WHAT TO DO |
Reproduce every entry below word for word, leaving out the pictures.
------ MATERIAL FOR THIS TASK
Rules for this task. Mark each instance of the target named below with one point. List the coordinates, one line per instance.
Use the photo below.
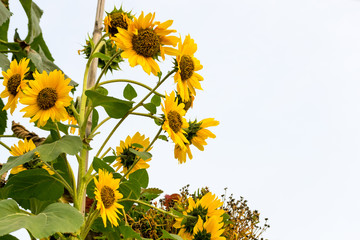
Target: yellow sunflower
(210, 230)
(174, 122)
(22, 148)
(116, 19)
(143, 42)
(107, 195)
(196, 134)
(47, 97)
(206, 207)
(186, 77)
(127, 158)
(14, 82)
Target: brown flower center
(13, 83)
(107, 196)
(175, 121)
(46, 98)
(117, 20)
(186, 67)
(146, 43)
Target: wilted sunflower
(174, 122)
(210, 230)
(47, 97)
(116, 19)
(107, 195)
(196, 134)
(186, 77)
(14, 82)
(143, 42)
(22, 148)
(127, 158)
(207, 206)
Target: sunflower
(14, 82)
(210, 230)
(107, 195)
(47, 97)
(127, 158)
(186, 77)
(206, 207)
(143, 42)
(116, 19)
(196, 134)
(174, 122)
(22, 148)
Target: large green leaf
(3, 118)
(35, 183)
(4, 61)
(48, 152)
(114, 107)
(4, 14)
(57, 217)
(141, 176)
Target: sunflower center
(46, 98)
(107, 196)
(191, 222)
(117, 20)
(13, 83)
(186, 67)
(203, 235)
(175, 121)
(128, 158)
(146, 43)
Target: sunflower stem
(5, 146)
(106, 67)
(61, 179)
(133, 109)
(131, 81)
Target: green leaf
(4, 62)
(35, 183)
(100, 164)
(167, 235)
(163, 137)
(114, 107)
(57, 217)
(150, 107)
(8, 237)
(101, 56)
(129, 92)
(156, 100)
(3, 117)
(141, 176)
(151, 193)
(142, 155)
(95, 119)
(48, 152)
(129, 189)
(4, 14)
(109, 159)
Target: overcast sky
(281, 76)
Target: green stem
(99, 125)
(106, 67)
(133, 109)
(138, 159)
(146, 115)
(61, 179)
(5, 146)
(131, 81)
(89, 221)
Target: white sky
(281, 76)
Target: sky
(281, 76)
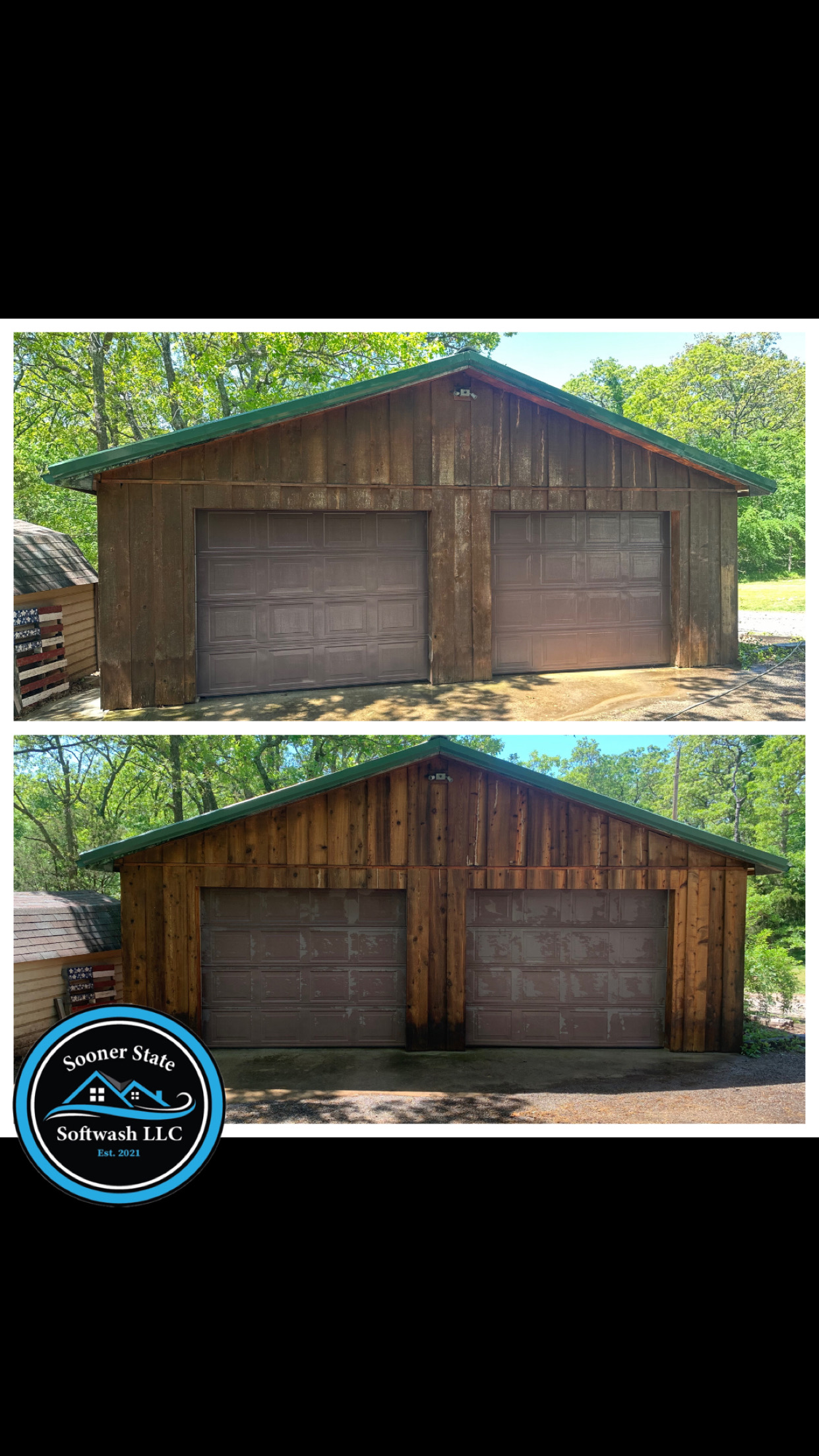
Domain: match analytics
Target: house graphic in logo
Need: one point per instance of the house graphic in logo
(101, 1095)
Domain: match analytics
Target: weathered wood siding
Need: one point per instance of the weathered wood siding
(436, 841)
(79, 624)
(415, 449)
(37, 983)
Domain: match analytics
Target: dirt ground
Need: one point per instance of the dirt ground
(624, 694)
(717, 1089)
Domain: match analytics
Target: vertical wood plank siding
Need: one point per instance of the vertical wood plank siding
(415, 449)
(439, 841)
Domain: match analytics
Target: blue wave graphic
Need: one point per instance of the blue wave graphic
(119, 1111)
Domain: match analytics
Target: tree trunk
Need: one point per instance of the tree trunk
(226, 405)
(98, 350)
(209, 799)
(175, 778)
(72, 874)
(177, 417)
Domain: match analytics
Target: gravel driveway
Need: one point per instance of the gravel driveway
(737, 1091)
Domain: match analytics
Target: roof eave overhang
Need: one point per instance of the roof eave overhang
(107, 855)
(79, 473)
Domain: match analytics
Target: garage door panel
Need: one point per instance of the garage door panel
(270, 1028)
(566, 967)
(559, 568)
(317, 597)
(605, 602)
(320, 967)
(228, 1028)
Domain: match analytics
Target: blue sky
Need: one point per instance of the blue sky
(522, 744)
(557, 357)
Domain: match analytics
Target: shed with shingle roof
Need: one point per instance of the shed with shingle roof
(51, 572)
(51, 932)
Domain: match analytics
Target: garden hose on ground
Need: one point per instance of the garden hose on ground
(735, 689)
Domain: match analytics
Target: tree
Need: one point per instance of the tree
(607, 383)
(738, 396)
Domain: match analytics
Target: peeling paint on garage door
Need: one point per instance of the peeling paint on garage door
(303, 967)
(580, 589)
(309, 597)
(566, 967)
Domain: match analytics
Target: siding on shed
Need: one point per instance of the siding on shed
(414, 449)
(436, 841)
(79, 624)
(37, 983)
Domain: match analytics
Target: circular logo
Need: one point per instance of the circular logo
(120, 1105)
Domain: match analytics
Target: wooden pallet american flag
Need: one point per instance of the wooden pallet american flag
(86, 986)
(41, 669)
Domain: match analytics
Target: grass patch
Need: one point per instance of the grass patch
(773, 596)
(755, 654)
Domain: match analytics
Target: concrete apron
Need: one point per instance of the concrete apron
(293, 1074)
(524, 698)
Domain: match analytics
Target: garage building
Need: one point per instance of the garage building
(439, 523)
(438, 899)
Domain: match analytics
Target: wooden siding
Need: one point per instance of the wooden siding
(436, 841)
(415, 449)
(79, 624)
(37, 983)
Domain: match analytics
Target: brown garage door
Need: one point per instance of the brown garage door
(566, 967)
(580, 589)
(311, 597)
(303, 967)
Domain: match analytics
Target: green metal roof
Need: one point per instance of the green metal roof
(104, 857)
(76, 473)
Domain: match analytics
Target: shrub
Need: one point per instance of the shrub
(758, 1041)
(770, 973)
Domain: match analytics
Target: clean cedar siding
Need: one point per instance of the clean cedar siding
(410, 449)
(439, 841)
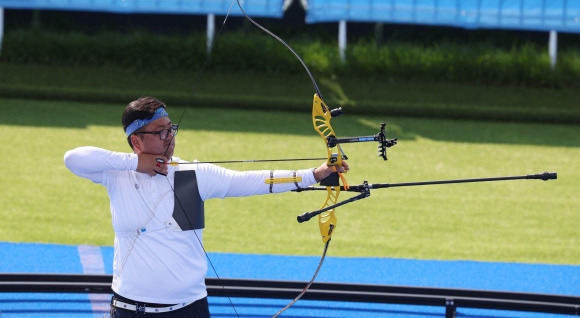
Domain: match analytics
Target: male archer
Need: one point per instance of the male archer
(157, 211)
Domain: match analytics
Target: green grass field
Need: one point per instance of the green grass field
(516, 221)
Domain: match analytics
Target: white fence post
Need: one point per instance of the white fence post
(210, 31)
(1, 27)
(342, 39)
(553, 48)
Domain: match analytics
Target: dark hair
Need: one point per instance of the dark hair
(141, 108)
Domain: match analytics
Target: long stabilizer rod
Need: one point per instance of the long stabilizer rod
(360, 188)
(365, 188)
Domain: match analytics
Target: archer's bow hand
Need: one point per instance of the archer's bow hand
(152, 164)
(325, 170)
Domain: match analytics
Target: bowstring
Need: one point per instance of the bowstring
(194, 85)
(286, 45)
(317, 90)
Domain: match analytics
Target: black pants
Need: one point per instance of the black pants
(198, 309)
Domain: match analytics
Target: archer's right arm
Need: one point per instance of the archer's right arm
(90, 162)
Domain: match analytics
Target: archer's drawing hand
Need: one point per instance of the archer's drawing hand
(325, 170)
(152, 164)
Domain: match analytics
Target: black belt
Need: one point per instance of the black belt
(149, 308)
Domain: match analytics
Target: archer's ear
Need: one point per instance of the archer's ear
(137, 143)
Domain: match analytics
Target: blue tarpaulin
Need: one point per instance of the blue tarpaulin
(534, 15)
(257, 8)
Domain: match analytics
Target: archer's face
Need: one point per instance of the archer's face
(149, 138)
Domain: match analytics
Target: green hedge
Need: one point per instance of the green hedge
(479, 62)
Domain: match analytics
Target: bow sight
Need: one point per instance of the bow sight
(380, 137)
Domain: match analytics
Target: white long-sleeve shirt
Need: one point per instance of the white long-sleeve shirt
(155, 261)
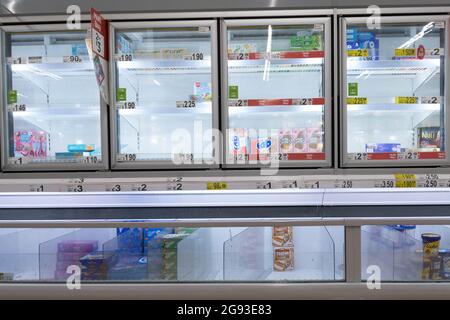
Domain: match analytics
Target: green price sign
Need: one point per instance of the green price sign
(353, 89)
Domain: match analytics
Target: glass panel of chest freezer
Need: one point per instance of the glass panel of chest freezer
------------
FULL ANSWER |
Rules for this task. Mark each instance of the target named below with one point. List the coordinates, one line per instance.
Use the photo below.
Target: yellow sunflower
(210, 230)
(174, 122)
(22, 148)
(116, 19)
(143, 42)
(107, 195)
(196, 134)
(47, 97)
(206, 207)
(186, 77)
(127, 158)
(14, 82)
Target: brown flower center
(13, 83)
(107, 196)
(175, 121)
(46, 98)
(117, 20)
(186, 67)
(146, 43)
Target: wilted sunflower
(174, 122)
(210, 230)
(47, 97)
(116, 19)
(107, 195)
(196, 134)
(186, 77)
(14, 82)
(143, 42)
(22, 148)
(127, 158)
(207, 206)
Target: sunflower
(14, 82)
(210, 230)
(107, 195)
(47, 97)
(127, 158)
(186, 77)
(206, 207)
(143, 42)
(116, 19)
(196, 134)
(174, 122)
(22, 148)
Target: large green leaf
(3, 118)
(35, 183)
(4, 61)
(48, 152)
(114, 107)
(4, 14)
(57, 217)
(141, 176)
Target: sunflower center
(46, 98)
(107, 196)
(191, 222)
(117, 20)
(13, 83)
(186, 67)
(203, 235)
(175, 121)
(128, 158)
(146, 43)
Target: sunflower stem
(5, 146)
(106, 67)
(61, 179)
(133, 109)
(131, 81)
Target: green leaf
(4, 62)
(35, 183)
(100, 164)
(167, 235)
(163, 137)
(114, 107)
(57, 217)
(150, 107)
(8, 237)
(101, 56)
(129, 92)
(156, 100)
(3, 117)
(141, 176)
(151, 193)
(142, 155)
(95, 119)
(48, 152)
(129, 189)
(4, 14)
(109, 159)
Target: overcast sky
(281, 76)
Target: green stem
(99, 125)
(106, 67)
(133, 109)
(138, 159)
(146, 115)
(61, 179)
(5, 146)
(131, 81)
(89, 221)
Target: white sky
(281, 76)
Target: sky
(281, 76)
Domain: match analytics
Target: house graphic in logo
Need: one point per instance of the house graphic in logo
(101, 1095)
Domain: match analytics
Target: weathered wood siding
Need: one point per instance of the weathered wood siding
(436, 841)
(79, 624)
(415, 449)
(37, 983)
Domain: match analytics
Target: dirt ground
Need: one point per instance of the dirt ground
(624, 694)
(717, 1089)
Domain: match analytics
Target: vertical wood plank siding
Need: one point per instance of the vertical wood plank siding
(415, 449)
(439, 841)
Domain: match analytics
Target: blue wave graphic
Need: one point per instance of the blue wave graphic
(119, 1111)
Domain: match analytics
Target: tree trunk
Need: one point per instance of the tree trunk
(226, 405)
(98, 350)
(209, 799)
(175, 778)
(72, 874)
(177, 417)
Domain: match analytics
Target: gravel driveway
Need: one point per instance of the gravel driveway
(737, 1091)
Domain: match analytics
Target: roof eave overhang
Need: one point per instance of the roof eave overhang
(107, 855)
(79, 473)
Domain: match analytics
Target: garage door panel
Need: one point per instance of the garage door panel
(270, 1028)
(566, 967)
(559, 568)
(317, 597)
(605, 602)
(320, 967)
(228, 1028)
Domain: match analytics
Target: blue sky
Need: one point per instance of the blue sky
(522, 744)
(557, 357)
Domain: match analytics
Target: shed with shingle roof
Need: one point per instance of the shed with shingle roof
(51, 572)
(51, 932)
Domain: match analytics
Target: garden hose on ground
Need: one point per instance of the garden hose on ground
(735, 689)
Domain: match analytics
Target: tree
Need: one point per instance of the tree
(607, 383)
(738, 396)
Domain: match analytics
Target: peeling paint on garage door
Need: one point per instance of the peeling paint on garage door
(303, 967)
(580, 589)
(309, 597)
(566, 967)
Domain: match analytics
Target: siding on shed
Need: one point per instance of the siding on shed
(414, 449)
(436, 841)
(79, 624)
(37, 983)
Domain: match analytics
Target: circular logo
Need: one point per instance of the circular logo
(120, 1105)
Domain: match analytics
Target: wooden pallet american flag
Need: one point per instance of the wooden pallet american flag
(86, 986)
(41, 669)
Domain: match analytics
Target: grass patch
Need: one point per instance of the grass patch
(773, 596)
(755, 654)
Domain: match analytics
Target: concrete apron
Need: one point per instance of the concrete apron
(293, 1074)
(524, 698)
Domain: match analytics
Target: garage building
Need: one point per instance of the garage building
(439, 523)
(438, 899)
Domain: match analytics
Target: wooden siding
Need: one point per instance of the wooden siding
(436, 841)
(415, 449)
(79, 624)
(37, 983)
Domain: match analytics
Target: brown garage door
Need: one point per instance of the brown garage door
(566, 967)
(580, 589)
(311, 597)
(303, 967)
Domain: match analytics
Target: green metal roof
Need: one point per instance of the green metal roof
(104, 857)
(76, 473)
Domain: match analytics
Target: shrub
Need: one point per instance of the shrub
(758, 1041)
(770, 973)
Domain: match analytics
Target: clean cedar siding
Need: one point per instance of the clean cedar siding
(410, 449)
(439, 841)
Domain: match analytics
Target: male archer
Need: one point per instance of the male archer
(157, 211)
Domain: match analytics
Target: green grass field
Need: one point per instance of the green grass field
(516, 221)
Domain: match analytics
Target: white fence post
Need: one point per instance of the white fence post
(210, 31)
(1, 27)
(342, 39)
(553, 48)
Domain: match analytics
Target: dark hair
Need: one point per instance of the dark hair
(141, 108)
Domain: match analytics
Target: long stabilizer rod
Need: one point per instance of the long stabilizer rod
(360, 188)
(365, 188)
Domain: match analytics
Target: archer's bow hand
Need: one point per instance of the archer's bow hand
(152, 164)
(325, 170)
Domain: match analytics
Target: bowstring
Need: one point per instance of the bowstring
(194, 85)
(286, 45)
(317, 90)
Domain: match analytics
Target: black pants
Need: one point per instance of the black pants
(198, 309)
Domain: match analytics
Target: archer's right arm
Need: one point per instance of the archer's right arm
(90, 162)
Domain: match analytics
Target: archer's drawing hand
Need: one point per instance of the archer's drawing hand
(325, 170)
(152, 164)
Domain: match analytics
Target: black belt
Need: one point per instance of the black belt
(149, 308)
Domain: match analytics
Target: archer's ear
Need: one point per instance of the archer's ear
(137, 143)
Domain: match analytics
Target: blue tarpaulin
Need: one point per instance of the blue tarpaulin
(534, 15)
(257, 8)
Domain: match analytics
Target: archer's face
Need: one point per instance of the archer's face
(149, 138)
Domain: match analytics
Target: green hedge
Need: one point per instance of the green hedge
(479, 62)
Domain: match analytics
Target: bow sight
Need: one point per instance of the bow sight
(380, 137)
Domain: match analytics
Target: white long-sleeve shirt
Need: one point per instance of the white long-sleeve shirt
(155, 261)
Domain: match analytics
Target: green price sign
Need: one point per instance of the green price sign
(353, 89)
Domain: match analytics
Target: glass panel of chest freezer
Need: one point per instance of the glass panel of chest freezer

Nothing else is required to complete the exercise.